| To do |
Copy the lines below, word for word, from the first through the line containing "For every instance of the brown hair, record". Leave the pictures out.

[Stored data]
::::

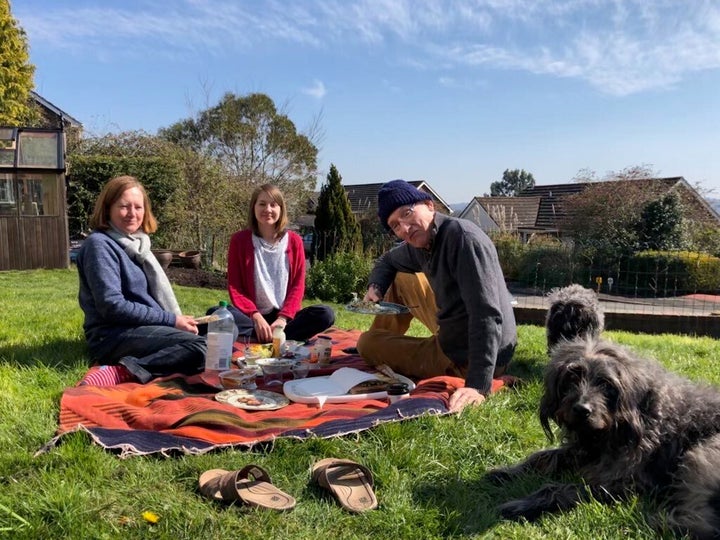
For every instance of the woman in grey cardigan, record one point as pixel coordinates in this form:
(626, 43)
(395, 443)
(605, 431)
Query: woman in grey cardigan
(133, 323)
(447, 271)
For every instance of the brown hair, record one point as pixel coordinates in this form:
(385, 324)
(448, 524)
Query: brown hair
(110, 193)
(277, 196)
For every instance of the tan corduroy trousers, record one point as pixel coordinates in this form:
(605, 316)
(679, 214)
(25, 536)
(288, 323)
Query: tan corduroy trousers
(386, 342)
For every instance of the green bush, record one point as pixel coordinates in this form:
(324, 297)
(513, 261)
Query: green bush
(546, 265)
(338, 276)
(668, 273)
(511, 251)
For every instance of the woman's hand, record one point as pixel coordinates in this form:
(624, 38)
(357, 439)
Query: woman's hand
(462, 397)
(263, 330)
(186, 323)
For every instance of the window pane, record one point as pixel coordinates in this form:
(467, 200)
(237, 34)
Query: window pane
(39, 150)
(8, 205)
(38, 194)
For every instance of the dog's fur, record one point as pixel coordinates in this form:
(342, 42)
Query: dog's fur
(628, 426)
(574, 312)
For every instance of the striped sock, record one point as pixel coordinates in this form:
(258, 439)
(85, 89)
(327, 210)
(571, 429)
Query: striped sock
(107, 376)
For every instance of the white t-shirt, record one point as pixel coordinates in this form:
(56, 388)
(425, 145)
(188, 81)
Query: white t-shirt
(272, 272)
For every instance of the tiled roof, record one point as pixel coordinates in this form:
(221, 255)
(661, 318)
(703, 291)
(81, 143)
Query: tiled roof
(554, 196)
(524, 210)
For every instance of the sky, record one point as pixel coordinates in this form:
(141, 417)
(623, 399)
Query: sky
(453, 92)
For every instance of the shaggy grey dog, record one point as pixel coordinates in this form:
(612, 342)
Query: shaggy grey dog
(574, 312)
(628, 425)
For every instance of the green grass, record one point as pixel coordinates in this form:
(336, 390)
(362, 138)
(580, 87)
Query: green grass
(428, 471)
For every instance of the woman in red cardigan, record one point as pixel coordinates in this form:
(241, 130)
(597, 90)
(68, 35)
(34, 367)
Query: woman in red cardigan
(266, 274)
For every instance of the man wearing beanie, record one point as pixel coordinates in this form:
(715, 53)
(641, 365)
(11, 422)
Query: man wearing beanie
(447, 271)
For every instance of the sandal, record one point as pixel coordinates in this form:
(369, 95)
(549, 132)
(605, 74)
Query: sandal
(250, 485)
(350, 483)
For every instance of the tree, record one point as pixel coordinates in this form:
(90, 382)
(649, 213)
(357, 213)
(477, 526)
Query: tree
(336, 228)
(254, 144)
(621, 214)
(16, 72)
(661, 224)
(513, 182)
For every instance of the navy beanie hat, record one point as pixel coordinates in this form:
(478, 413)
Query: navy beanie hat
(395, 194)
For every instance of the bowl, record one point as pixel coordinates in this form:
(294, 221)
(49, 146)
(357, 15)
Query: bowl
(238, 378)
(300, 370)
(272, 366)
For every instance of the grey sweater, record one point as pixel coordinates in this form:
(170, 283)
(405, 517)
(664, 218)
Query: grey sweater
(475, 317)
(114, 291)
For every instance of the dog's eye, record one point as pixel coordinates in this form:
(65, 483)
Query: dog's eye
(609, 390)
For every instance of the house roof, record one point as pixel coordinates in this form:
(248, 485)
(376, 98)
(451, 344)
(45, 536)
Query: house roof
(68, 120)
(553, 204)
(524, 210)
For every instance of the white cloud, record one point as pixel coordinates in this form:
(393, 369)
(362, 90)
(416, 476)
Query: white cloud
(317, 90)
(619, 47)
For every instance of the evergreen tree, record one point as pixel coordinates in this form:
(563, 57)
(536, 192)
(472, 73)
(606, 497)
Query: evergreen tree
(336, 228)
(16, 72)
(513, 182)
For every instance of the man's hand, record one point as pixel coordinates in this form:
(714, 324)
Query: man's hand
(464, 397)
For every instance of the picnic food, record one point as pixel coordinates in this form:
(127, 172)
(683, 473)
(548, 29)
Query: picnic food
(380, 383)
(259, 350)
(366, 305)
(238, 378)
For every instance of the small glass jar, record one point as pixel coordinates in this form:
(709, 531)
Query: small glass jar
(323, 349)
(398, 391)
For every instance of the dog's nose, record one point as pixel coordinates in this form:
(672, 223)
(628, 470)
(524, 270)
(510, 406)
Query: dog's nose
(582, 409)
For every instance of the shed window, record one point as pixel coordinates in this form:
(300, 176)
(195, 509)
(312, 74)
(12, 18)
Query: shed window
(38, 194)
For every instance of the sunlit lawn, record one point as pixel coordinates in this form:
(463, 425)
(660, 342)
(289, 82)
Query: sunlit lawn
(428, 471)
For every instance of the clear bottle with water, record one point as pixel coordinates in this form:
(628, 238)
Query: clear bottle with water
(221, 335)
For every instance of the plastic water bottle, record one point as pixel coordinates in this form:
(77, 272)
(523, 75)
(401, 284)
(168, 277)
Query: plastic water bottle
(221, 335)
(278, 341)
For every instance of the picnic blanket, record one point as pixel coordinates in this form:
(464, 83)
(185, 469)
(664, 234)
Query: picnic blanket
(178, 413)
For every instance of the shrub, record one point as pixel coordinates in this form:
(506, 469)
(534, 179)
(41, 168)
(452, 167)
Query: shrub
(546, 265)
(338, 276)
(510, 253)
(669, 273)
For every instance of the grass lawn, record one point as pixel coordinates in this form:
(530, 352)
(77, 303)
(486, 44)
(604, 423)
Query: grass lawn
(428, 471)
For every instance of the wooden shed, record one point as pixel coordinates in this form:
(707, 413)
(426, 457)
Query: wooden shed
(33, 208)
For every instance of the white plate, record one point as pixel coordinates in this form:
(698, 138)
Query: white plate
(301, 391)
(237, 397)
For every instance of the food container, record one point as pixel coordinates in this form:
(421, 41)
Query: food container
(300, 370)
(274, 368)
(322, 351)
(243, 378)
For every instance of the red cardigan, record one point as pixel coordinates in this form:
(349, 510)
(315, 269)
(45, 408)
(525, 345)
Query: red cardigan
(241, 274)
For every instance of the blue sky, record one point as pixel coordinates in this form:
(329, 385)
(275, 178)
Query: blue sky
(451, 92)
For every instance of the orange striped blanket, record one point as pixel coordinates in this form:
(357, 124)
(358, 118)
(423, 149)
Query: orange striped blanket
(178, 414)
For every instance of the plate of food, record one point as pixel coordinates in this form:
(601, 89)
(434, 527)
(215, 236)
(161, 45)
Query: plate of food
(252, 400)
(342, 386)
(366, 307)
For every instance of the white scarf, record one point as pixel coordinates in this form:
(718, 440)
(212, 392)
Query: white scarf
(137, 247)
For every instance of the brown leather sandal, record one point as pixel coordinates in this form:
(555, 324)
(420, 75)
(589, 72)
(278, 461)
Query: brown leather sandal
(250, 485)
(350, 483)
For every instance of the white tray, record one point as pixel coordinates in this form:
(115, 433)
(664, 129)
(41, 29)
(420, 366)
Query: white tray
(305, 391)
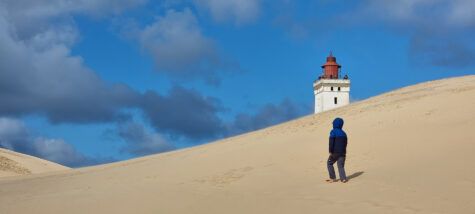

::::

| The completed task |
For every instance of the woman in grey cardigan, record one point as pixel coordinates in this form:
(626, 43)
(395, 443)
(605, 431)
Query: woman in grey cardigan
(133, 323)
(447, 271)
For every instance of the brown hair, record one point as pixel coordinates in this form:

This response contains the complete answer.